_INSTRUCTION_
Copy the lines verbatim, beginning with the line that contains "Where can the train door" and continuing through the end of the data, and only those lines.

[Records from a collection]
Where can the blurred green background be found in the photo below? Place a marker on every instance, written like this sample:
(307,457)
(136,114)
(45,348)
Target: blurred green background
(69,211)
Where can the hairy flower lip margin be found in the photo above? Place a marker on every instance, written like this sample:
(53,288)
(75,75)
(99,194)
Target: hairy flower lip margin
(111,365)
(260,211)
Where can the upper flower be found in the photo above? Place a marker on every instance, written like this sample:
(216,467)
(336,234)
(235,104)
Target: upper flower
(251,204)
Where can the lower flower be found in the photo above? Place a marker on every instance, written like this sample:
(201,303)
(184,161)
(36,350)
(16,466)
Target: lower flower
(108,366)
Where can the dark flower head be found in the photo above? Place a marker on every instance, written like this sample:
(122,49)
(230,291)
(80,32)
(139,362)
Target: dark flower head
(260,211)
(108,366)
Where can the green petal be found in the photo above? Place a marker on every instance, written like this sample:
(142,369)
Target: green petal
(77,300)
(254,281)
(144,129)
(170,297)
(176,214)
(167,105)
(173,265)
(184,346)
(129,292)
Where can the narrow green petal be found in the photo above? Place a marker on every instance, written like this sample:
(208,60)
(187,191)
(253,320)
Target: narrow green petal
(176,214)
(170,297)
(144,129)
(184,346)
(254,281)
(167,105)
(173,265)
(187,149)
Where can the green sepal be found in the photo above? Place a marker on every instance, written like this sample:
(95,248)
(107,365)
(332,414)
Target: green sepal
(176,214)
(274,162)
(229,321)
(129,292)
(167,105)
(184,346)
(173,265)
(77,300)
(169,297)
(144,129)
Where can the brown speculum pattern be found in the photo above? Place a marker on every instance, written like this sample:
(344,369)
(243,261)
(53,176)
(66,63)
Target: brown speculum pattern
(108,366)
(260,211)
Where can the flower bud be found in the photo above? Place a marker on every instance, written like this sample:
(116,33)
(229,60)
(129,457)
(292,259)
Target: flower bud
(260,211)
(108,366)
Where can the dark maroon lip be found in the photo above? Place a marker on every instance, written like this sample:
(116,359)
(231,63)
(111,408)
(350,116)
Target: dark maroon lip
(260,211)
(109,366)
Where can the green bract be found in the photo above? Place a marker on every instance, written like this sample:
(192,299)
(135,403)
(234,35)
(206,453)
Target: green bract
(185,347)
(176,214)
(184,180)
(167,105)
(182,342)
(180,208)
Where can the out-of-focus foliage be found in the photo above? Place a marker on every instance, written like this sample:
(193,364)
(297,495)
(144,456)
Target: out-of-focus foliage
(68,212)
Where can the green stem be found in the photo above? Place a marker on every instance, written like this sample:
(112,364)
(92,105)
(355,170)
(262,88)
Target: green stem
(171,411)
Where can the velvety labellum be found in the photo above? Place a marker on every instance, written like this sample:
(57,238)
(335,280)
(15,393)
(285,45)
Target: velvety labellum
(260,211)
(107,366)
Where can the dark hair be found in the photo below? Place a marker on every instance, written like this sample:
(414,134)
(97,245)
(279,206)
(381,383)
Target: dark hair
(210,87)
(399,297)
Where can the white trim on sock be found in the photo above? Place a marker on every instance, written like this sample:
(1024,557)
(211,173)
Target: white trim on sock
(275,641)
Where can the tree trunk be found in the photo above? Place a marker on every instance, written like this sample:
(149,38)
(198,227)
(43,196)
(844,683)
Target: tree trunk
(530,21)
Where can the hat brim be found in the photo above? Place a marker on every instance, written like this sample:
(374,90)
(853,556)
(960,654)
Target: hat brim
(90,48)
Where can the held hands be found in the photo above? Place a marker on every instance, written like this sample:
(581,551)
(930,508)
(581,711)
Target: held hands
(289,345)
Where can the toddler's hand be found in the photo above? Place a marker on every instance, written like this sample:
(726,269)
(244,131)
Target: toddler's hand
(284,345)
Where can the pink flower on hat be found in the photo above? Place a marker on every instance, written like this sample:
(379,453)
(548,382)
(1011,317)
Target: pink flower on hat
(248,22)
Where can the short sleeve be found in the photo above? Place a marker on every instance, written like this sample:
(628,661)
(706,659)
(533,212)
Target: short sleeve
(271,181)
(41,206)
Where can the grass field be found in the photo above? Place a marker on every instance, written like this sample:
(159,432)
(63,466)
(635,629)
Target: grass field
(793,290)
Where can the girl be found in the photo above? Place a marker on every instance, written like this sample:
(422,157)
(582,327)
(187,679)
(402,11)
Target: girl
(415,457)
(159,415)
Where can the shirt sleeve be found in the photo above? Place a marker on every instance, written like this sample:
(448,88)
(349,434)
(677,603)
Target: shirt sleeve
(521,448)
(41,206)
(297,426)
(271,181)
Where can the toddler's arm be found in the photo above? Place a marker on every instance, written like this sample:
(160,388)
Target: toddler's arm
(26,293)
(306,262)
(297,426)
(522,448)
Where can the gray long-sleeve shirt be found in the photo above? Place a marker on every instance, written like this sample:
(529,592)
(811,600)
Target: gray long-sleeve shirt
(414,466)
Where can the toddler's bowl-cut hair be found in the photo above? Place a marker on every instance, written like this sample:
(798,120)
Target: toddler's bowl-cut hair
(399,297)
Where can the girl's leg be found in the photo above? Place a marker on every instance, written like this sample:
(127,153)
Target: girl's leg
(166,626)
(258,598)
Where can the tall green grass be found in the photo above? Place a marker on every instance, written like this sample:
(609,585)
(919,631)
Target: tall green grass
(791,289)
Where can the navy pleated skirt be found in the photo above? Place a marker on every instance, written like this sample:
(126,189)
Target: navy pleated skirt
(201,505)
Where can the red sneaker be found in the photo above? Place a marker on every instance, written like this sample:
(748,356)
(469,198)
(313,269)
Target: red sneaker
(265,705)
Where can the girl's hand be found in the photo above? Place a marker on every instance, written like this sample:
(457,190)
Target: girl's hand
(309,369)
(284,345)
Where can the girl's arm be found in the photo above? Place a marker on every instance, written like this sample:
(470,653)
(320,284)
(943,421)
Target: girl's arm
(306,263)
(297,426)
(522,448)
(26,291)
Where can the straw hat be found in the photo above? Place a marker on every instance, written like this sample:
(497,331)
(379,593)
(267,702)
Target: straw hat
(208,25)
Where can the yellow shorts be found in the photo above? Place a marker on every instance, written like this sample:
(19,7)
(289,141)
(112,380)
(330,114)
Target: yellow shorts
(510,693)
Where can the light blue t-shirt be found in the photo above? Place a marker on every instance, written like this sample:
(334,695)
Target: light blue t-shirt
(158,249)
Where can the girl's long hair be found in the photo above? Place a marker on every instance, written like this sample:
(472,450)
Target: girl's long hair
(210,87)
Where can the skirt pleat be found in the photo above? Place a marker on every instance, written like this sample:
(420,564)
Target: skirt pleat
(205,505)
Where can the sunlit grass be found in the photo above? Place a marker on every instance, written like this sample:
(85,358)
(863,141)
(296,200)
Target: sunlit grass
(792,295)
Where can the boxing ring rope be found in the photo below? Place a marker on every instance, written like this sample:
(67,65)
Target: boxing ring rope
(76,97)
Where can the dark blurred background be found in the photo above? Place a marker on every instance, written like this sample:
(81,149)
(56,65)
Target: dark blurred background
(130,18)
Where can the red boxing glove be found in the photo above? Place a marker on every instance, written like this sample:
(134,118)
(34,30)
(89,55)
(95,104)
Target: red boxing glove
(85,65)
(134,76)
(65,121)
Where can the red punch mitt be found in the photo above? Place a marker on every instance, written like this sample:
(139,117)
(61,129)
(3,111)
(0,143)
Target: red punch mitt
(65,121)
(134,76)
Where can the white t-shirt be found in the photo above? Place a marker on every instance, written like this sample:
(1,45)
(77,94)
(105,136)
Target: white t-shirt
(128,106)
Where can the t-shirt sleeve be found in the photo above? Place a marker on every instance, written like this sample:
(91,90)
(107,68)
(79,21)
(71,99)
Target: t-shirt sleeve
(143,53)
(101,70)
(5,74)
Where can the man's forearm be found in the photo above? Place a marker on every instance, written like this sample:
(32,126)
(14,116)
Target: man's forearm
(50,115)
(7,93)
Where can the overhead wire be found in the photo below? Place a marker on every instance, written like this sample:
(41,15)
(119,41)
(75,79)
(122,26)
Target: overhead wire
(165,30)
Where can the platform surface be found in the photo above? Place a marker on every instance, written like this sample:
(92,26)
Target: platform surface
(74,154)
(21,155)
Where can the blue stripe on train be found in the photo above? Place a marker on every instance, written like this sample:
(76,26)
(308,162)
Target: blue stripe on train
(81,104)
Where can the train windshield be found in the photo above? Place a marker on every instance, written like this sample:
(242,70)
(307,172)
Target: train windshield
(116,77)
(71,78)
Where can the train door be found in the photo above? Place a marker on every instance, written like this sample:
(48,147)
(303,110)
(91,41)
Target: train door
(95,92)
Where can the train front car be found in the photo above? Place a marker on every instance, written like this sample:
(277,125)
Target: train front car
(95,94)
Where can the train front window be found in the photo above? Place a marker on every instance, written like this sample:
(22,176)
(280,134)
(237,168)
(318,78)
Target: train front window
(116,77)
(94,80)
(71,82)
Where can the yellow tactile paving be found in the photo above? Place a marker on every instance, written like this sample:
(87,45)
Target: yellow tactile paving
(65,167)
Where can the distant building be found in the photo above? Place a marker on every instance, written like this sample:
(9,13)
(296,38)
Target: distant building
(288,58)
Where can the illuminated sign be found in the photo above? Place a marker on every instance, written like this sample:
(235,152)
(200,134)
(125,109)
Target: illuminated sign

_TASK ANSWER_
Where can the train door be found in the photo above? Place a marker on every instance, written like this sample:
(48,147)
(303,110)
(91,41)
Target: train door
(95,92)
Where can the train front car be found in the photo above? Place a marker on every instance, written like this sample:
(277,125)
Target: train front car
(95,94)
Where can the train front window be found in the photo above? Place a marker on every instance, written like this sample:
(22,176)
(280,134)
(237,168)
(318,78)
Target: train front window
(116,77)
(94,80)
(71,82)
Where can the yellow tactile paving be found in the photo above? Place a marker on every instance, written like this sample:
(87,45)
Target: yellow tactile paving
(65,167)
Where can the distant building be found in the photo above? Place a marker on every instance, written like this sample:
(9,13)
(296,38)
Target: distant building
(288,58)
Where can the illuminated sign be found in the photo above? Place a marker on every instance, written like this sample:
(235,152)
(200,134)
(125,109)
Target: illuminated sign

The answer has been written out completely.